[Saved entries]
== Segment start ==
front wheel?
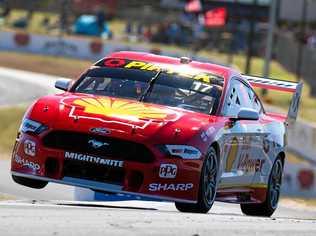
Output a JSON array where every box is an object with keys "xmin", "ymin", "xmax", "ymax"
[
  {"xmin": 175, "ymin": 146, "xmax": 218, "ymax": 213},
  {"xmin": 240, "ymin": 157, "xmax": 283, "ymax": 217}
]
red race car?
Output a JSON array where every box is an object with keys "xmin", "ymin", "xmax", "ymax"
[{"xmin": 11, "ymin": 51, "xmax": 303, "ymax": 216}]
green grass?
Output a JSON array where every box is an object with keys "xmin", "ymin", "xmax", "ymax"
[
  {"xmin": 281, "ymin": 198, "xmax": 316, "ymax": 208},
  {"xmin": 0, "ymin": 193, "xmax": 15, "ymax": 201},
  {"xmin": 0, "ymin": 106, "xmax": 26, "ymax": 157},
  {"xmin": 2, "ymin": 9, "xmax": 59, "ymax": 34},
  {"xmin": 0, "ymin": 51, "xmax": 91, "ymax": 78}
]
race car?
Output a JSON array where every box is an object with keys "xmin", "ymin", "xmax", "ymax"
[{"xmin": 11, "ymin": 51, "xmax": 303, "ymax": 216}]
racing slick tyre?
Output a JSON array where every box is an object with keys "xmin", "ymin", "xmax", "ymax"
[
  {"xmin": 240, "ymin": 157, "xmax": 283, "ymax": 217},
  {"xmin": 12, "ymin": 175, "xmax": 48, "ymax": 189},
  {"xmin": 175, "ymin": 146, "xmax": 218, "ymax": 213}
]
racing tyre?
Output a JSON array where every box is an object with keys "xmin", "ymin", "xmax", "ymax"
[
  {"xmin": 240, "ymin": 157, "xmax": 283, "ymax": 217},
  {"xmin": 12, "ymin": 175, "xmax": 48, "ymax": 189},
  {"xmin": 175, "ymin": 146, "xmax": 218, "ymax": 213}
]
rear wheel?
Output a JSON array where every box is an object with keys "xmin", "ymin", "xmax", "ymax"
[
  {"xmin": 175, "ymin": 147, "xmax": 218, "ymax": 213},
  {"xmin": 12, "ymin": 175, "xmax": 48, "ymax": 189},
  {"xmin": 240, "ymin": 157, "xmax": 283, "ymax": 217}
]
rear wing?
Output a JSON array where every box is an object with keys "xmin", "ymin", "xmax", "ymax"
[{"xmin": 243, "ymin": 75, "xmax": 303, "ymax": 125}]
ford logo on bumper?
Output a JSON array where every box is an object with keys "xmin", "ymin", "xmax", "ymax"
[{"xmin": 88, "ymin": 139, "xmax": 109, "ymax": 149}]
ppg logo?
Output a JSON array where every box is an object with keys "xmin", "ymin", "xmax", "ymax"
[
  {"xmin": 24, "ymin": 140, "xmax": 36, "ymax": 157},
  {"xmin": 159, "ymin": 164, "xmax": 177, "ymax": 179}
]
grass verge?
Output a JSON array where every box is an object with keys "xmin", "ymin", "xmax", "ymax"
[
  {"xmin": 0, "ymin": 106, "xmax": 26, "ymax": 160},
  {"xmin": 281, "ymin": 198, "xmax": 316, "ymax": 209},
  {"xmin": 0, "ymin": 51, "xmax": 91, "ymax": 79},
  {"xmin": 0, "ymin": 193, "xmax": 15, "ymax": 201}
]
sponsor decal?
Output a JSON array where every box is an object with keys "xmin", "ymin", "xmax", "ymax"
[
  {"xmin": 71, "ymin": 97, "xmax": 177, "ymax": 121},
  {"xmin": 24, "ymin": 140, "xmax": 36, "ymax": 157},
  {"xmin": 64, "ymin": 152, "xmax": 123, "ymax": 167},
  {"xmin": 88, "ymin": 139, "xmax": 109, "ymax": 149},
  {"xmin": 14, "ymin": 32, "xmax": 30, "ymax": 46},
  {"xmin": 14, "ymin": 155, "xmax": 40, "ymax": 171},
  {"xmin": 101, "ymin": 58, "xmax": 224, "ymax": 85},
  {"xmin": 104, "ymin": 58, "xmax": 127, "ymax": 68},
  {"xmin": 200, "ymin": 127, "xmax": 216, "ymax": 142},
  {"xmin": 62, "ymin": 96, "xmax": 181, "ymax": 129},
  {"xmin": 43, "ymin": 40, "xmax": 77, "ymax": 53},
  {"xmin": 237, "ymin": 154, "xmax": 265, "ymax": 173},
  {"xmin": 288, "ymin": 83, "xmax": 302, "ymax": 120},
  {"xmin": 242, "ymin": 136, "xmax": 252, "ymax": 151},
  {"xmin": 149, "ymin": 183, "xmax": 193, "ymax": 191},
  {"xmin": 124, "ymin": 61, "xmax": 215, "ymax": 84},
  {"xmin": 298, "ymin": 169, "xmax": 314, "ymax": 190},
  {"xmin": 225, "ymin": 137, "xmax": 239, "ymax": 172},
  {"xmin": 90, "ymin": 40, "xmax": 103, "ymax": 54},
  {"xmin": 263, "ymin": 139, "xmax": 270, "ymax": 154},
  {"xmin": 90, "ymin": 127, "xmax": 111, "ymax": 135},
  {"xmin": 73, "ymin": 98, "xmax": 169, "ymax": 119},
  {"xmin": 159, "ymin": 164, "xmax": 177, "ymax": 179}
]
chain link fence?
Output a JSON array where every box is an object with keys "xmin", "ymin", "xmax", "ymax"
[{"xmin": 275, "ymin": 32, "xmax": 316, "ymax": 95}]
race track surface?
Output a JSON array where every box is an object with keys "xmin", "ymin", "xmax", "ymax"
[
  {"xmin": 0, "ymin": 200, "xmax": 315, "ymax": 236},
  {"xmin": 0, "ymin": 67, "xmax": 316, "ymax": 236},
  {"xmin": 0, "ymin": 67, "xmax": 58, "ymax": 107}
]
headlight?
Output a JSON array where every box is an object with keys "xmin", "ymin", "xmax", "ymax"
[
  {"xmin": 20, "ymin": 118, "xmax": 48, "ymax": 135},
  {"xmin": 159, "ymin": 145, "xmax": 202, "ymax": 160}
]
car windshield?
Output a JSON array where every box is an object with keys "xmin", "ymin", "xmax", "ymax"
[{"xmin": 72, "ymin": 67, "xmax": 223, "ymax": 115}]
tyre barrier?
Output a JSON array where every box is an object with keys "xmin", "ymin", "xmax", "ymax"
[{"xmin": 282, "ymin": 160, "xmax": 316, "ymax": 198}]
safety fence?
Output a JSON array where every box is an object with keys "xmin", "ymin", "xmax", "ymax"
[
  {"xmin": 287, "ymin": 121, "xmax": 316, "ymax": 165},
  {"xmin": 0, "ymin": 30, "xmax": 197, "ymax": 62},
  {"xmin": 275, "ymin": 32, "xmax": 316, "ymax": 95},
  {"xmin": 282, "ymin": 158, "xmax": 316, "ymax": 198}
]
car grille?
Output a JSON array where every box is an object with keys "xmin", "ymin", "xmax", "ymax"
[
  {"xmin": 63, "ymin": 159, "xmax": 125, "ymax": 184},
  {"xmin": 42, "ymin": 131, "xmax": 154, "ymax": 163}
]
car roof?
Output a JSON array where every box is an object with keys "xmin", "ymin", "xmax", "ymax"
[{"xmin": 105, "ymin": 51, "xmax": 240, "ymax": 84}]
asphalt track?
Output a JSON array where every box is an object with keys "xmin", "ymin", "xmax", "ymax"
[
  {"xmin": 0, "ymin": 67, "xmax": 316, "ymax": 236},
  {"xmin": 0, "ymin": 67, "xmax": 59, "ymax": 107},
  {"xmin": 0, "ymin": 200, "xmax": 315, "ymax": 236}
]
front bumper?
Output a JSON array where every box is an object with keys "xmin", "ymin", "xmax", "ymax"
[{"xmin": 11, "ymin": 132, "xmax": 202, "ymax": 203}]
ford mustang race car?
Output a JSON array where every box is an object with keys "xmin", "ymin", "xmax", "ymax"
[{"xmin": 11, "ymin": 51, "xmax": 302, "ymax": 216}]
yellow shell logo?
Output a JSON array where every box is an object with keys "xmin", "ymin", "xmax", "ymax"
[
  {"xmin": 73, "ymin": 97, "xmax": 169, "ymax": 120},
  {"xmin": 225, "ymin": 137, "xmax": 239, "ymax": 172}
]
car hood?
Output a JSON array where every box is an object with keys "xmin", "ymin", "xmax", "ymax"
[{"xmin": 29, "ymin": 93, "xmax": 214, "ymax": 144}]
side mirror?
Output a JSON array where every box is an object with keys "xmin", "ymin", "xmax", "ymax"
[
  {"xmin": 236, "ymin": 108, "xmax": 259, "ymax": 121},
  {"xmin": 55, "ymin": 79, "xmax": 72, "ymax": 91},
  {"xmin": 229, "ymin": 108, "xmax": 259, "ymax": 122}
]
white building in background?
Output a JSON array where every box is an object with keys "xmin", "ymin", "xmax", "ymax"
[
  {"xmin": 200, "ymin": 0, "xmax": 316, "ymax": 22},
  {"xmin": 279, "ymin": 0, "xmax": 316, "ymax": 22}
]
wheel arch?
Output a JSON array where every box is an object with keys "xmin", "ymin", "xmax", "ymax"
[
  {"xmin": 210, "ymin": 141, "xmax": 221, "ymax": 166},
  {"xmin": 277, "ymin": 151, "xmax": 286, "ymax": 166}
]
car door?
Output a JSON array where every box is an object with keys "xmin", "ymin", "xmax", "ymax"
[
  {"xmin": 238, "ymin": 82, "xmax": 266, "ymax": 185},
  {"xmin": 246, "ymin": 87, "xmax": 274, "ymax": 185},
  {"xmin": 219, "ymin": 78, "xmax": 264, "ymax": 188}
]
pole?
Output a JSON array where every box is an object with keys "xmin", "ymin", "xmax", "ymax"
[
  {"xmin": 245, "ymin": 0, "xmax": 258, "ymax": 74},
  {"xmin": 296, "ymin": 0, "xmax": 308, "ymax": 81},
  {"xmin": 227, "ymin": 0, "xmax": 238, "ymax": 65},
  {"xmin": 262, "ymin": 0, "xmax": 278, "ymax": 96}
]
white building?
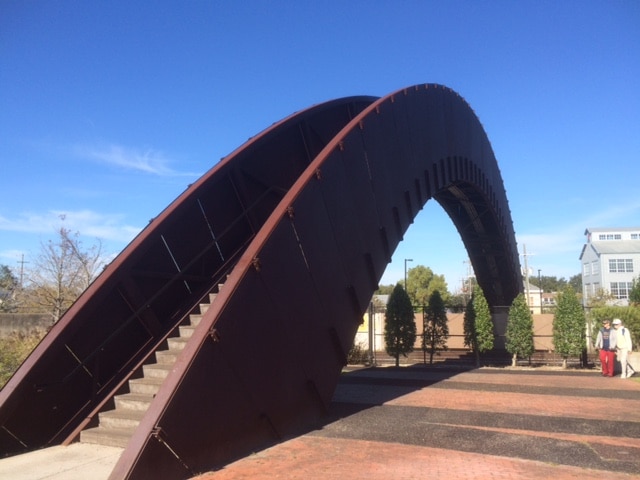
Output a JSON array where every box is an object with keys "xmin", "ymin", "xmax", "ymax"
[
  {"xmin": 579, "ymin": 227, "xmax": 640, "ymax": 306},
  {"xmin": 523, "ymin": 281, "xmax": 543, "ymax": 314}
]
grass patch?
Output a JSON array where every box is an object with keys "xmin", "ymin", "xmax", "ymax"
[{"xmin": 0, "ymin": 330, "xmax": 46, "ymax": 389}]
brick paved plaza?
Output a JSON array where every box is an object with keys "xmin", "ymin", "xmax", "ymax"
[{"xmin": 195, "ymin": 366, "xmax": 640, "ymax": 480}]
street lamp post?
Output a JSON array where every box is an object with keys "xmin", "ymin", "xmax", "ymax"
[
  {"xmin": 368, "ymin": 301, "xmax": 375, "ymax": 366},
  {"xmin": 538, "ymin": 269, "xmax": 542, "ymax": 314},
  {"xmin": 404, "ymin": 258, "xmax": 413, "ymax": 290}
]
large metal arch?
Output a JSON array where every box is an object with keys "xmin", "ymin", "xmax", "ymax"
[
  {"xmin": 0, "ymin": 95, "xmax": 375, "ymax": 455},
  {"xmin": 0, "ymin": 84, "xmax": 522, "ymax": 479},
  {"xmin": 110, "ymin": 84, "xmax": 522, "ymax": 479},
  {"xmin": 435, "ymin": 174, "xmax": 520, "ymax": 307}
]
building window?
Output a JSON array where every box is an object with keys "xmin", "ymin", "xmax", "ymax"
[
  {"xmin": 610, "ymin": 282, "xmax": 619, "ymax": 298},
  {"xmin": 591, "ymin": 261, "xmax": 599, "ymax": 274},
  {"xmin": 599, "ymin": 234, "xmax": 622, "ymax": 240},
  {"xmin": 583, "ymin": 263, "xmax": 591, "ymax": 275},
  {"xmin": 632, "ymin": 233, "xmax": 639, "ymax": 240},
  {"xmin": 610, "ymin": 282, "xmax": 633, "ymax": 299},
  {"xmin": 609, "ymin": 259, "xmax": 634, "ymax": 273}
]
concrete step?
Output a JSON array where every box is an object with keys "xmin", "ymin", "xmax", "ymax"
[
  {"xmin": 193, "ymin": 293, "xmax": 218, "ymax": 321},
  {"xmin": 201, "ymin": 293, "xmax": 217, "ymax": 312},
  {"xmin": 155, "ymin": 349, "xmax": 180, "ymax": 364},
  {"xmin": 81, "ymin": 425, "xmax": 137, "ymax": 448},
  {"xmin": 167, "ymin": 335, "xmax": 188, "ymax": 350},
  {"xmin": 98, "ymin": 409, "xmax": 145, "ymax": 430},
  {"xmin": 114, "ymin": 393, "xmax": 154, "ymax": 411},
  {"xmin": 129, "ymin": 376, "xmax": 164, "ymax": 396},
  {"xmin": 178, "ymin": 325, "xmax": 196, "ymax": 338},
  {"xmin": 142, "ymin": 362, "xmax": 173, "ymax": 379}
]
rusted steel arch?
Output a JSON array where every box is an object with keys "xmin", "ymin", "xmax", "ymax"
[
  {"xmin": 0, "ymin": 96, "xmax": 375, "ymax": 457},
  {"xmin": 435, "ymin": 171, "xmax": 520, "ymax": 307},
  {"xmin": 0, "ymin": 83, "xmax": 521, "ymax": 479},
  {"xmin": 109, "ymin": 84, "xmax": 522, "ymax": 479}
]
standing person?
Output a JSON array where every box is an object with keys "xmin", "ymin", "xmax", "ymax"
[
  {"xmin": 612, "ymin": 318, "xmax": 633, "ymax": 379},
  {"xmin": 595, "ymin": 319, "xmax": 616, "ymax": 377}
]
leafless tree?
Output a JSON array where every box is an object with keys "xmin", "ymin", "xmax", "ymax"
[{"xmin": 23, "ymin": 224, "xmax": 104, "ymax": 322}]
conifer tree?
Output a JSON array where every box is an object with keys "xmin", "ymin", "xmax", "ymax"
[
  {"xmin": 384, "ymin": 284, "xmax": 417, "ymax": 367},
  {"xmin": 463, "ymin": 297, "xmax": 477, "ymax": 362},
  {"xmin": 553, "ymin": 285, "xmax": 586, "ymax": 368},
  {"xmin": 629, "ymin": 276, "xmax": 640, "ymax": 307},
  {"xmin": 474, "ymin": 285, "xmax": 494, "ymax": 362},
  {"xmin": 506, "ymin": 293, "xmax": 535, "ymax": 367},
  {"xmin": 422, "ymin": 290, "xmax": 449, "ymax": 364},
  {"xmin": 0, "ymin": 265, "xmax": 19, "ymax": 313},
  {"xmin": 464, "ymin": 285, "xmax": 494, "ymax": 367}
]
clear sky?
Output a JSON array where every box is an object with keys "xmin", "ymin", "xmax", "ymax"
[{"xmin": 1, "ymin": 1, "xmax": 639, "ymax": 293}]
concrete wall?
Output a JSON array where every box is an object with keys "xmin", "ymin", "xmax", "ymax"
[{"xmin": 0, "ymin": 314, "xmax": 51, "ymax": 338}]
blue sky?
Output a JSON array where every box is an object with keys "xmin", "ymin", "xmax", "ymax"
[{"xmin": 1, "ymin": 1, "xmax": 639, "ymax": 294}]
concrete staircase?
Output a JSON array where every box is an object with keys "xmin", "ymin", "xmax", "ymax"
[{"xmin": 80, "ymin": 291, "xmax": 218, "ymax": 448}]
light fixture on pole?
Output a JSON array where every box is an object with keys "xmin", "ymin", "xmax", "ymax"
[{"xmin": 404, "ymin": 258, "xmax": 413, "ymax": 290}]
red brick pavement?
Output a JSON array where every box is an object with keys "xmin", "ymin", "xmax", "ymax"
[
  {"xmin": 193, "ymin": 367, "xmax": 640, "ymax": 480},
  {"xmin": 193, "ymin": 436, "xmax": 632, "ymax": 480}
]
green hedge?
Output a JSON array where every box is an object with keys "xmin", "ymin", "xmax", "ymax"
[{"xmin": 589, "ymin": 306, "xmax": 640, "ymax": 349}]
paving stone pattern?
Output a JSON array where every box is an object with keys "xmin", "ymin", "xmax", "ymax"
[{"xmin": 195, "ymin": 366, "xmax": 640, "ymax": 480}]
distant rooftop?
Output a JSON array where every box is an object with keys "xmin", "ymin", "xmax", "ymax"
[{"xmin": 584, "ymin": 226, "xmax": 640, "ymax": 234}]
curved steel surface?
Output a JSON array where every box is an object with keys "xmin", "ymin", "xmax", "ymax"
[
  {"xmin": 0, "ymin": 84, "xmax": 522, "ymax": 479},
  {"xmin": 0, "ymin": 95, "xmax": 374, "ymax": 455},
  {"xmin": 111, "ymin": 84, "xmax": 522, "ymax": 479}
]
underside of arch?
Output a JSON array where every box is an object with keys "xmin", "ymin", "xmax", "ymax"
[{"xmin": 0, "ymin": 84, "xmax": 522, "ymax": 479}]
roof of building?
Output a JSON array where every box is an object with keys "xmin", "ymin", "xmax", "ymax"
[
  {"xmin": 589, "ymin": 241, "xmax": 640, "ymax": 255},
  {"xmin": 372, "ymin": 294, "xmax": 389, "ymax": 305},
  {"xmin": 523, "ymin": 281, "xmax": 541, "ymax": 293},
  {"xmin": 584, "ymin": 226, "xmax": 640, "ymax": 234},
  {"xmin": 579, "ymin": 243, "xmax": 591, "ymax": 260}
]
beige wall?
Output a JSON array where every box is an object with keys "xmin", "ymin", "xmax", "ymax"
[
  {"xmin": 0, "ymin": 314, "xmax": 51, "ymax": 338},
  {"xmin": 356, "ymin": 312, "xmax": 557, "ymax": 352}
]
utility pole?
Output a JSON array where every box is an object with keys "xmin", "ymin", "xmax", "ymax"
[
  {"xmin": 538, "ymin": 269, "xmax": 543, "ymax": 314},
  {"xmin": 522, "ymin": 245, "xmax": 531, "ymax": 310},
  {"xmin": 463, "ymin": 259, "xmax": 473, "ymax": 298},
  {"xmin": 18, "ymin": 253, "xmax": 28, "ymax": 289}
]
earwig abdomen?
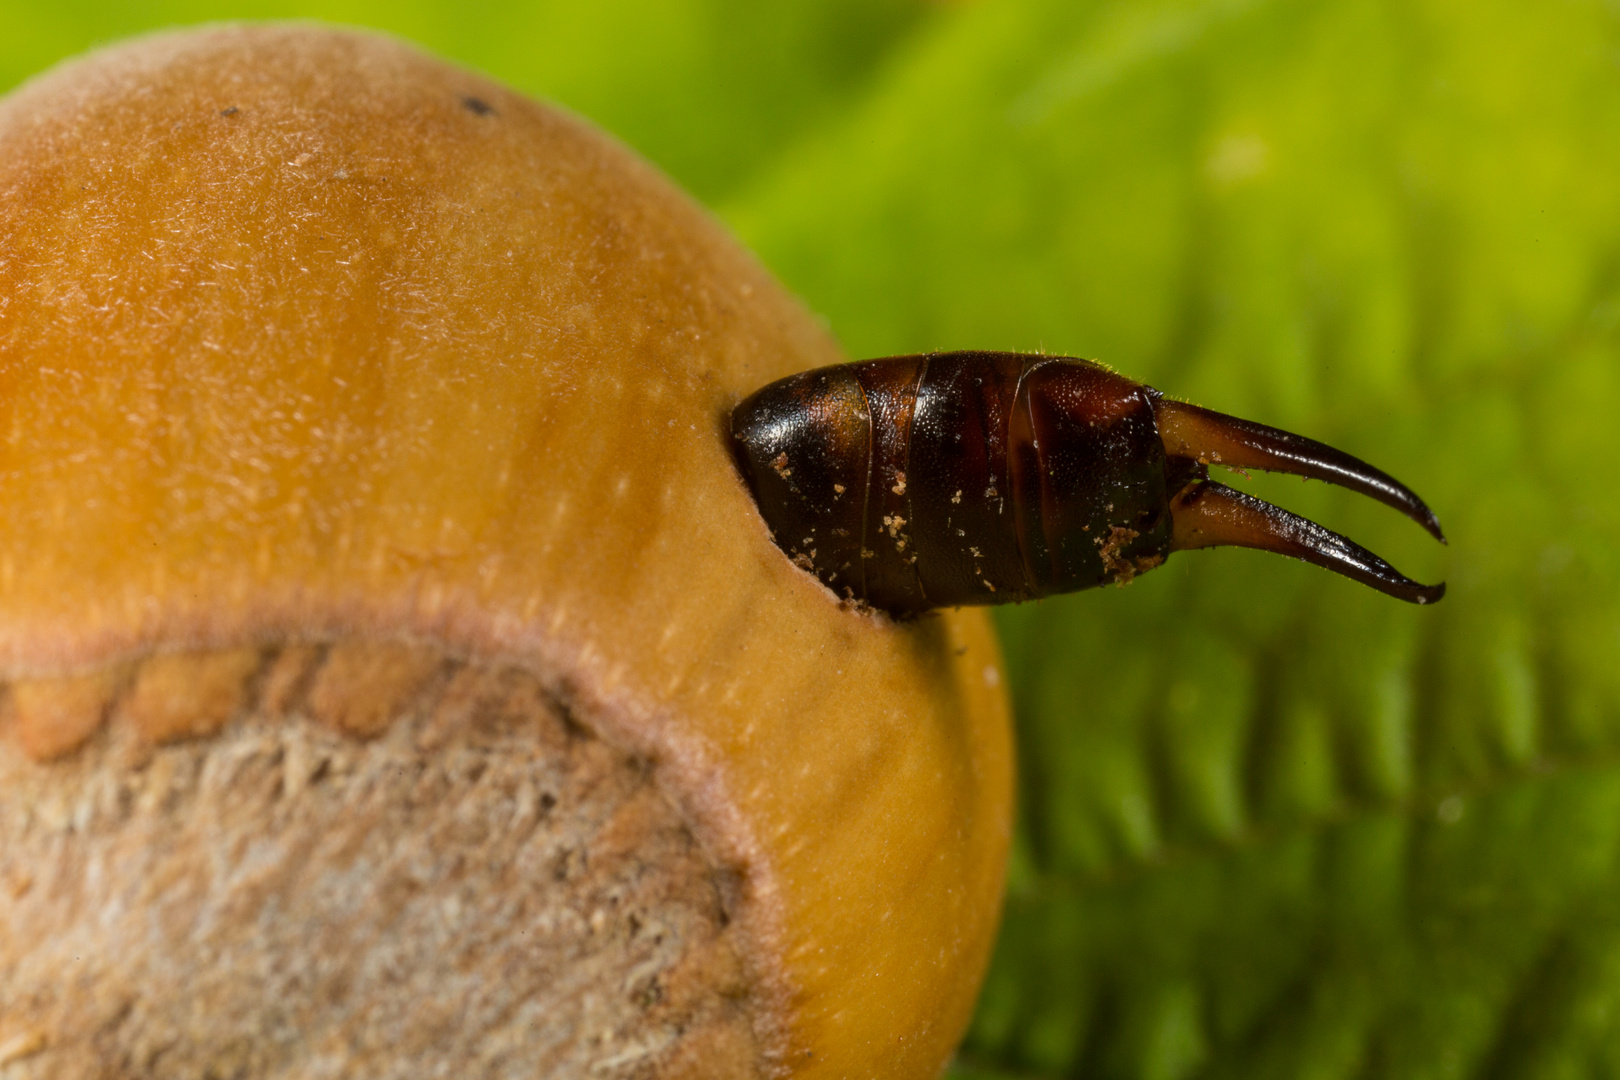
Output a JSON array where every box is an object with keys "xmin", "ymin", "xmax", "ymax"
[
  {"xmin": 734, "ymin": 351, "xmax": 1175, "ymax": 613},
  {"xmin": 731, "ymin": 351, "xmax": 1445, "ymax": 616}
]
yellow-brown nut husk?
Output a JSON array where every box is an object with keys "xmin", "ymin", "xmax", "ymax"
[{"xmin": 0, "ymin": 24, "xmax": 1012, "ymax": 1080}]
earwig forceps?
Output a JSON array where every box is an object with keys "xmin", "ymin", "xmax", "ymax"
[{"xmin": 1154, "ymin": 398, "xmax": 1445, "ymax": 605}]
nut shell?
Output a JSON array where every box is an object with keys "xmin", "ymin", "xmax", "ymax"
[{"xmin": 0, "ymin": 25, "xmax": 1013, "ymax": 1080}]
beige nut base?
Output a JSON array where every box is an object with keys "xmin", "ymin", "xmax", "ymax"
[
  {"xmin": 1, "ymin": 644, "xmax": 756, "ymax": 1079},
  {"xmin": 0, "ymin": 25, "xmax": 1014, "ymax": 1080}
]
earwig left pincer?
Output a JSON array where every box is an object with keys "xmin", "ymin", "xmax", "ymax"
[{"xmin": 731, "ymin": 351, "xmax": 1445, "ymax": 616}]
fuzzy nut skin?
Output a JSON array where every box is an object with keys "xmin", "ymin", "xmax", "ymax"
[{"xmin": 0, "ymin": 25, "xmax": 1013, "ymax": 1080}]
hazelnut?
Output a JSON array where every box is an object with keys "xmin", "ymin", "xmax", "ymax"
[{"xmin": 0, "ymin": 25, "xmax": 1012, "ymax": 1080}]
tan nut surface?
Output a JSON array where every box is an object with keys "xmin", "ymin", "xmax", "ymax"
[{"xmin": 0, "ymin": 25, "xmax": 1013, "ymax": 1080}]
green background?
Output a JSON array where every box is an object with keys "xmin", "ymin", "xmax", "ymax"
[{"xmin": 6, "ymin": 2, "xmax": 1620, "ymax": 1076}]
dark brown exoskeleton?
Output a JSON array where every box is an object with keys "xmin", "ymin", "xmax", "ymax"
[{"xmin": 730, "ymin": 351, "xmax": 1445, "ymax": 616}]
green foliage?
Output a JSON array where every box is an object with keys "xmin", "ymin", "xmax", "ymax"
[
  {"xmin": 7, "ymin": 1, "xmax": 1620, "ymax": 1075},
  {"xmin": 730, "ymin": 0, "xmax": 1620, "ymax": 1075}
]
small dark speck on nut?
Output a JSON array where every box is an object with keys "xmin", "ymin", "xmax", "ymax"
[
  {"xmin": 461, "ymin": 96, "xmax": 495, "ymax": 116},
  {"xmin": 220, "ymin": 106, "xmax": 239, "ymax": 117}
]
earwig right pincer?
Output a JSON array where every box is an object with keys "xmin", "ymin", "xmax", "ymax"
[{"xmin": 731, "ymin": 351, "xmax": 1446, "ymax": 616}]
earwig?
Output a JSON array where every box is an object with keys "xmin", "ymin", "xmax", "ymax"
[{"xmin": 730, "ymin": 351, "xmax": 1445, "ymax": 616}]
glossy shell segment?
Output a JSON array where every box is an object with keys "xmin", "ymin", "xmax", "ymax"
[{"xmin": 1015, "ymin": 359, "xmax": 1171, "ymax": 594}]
== Segment end ==
EXERCISE AIM:
Look through the entries and find each line that has the string "dark". Copy those lines.

RESPONSE TO THE EXERCISE:
dark brown exoskeleton?
small dark speck on nut?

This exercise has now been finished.